▸ **GOAL**
List every lasting consequence of the 1970s oil crisis that the post titled "Empty Promises, Empty Shelves" names.

Saturday, October 9, 2021

Empty Promises, Empty Shelves


This week's Camino a Ítaca travels back to the 1970's and some of the parrallels we see happening today. Populist, right wing sociopaths are marching once great nations into the abyss of a #me-me, all for me world. Click over to the original piece published in el HOY or read the English version below. (PDF en castellano abajo)

The recent images coming out of the United Kingdom take me back to the fuzzy TV images of my 1970’s childhood. Cars stretching for miles all lined up to try and fill up their tanks with gas that just wasn’t there. Back then, the cause of the crisis was external. It took place when the OPEC member states, led by Saudi Arabia, proclaimed an oil embargo on countries that were perceived as supporting Israel in the Yom Kippur war. Prices soared over 300% in North America but in the end, the embargo failed and ended up being self-defeating. Israeli forces did not withdraw, the countries that were targeted by the embargo refused to change their positions and perhaps the most longstanding consequences were that the crisis sparked increased oil exploration, alternative energy research and initiated a move towards energy conservation.

▸ **DATASET RECORDS**
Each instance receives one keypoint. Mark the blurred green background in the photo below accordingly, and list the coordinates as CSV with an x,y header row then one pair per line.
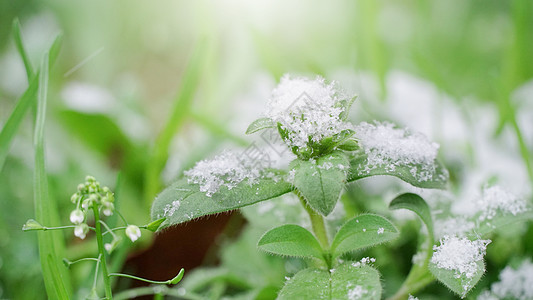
x,y
148,88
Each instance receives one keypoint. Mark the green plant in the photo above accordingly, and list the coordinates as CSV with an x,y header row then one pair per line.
x,y
310,117
91,197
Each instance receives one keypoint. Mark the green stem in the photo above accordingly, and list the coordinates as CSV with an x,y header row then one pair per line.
x,y
174,280
122,228
68,262
101,250
319,228
419,276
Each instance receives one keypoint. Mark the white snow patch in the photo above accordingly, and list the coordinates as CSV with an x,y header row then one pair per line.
x,y
355,292
515,283
390,147
459,254
307,108
227,169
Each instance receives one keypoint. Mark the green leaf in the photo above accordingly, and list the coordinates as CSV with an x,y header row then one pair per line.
x,y
328,144
182,202
321,181
363,231
153,226
349,145
17,35
31,224
460,285
345,282
358,164
51,245
346,105
15,119
260,124
416,204
291,240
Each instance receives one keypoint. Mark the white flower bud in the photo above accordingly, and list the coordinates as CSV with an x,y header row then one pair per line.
x,y
108,208
81,230
133,232
77,216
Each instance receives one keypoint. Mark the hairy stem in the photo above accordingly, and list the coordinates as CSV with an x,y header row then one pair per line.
x,y
419,276
319,228
101,250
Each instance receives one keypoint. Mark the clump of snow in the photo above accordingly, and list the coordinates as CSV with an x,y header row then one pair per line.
x,y
307,108
459,254
390,147
227,169
495,199
514,283
355,292
453,226
363,262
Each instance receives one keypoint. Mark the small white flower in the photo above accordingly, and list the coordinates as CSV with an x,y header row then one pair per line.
x,y
133,232
77,216
81,230
108,208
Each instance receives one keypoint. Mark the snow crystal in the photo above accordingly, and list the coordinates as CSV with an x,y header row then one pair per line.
x,y
515,284
390,147
307,108
459,254
355,292
495,199
487,295
227,169
453,226
170,209
363,262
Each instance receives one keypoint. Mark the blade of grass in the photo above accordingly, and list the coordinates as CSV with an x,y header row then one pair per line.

▸ **TASK ANSWER**
- Increased oil exploration
- Alternative energy research
- A move towards energy conservation